TASK DIRECTIONS
Down to the last line, output the records below exactly.
※
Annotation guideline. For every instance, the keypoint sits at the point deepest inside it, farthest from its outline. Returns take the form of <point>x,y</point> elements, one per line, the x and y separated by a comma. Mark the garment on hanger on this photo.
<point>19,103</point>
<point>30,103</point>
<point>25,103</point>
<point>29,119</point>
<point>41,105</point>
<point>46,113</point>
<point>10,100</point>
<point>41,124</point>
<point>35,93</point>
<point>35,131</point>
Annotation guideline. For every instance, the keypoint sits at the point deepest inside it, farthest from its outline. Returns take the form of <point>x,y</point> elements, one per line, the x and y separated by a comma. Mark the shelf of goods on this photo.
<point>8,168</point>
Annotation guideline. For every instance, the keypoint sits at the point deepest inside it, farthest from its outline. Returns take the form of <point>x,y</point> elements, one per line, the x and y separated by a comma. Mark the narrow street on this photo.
※
YOUR RESPONSE
Annotation guideline. For every instance, the keypoint sits at the point deepest inside it, farthest from its outline. Returns take the form of <point>x,y</point> elements, one per line, the x and y separated by a comma. Mark the garment on hanger on this photo.
<point>19,103</point>
<point>30,103</point>
<point>25,103</point>
<point>29,119</point>
<point>41,105</point>
<point>46,113</point>
<point>10,100</point>
<point>41,124</point>
<point>35,93</point>
<point>35,131</point>
Annotation guideline. For every instance, the keypoint sits at the point deepest inside it, farthest from its outline. Returns take the form of <point>x,y</point> elements, one per line, the x and y separated by a comma. Mark the shelf of goods on this photo.
<point>8,168</point>
Annotation guideline. For every instance, the keypoint sits at the point deepest inside it, farthest from its outline. Returns take the form of <point>x,y</point> elements, one per line, the x and y separated by a comma. Mark the narrow street on this photo.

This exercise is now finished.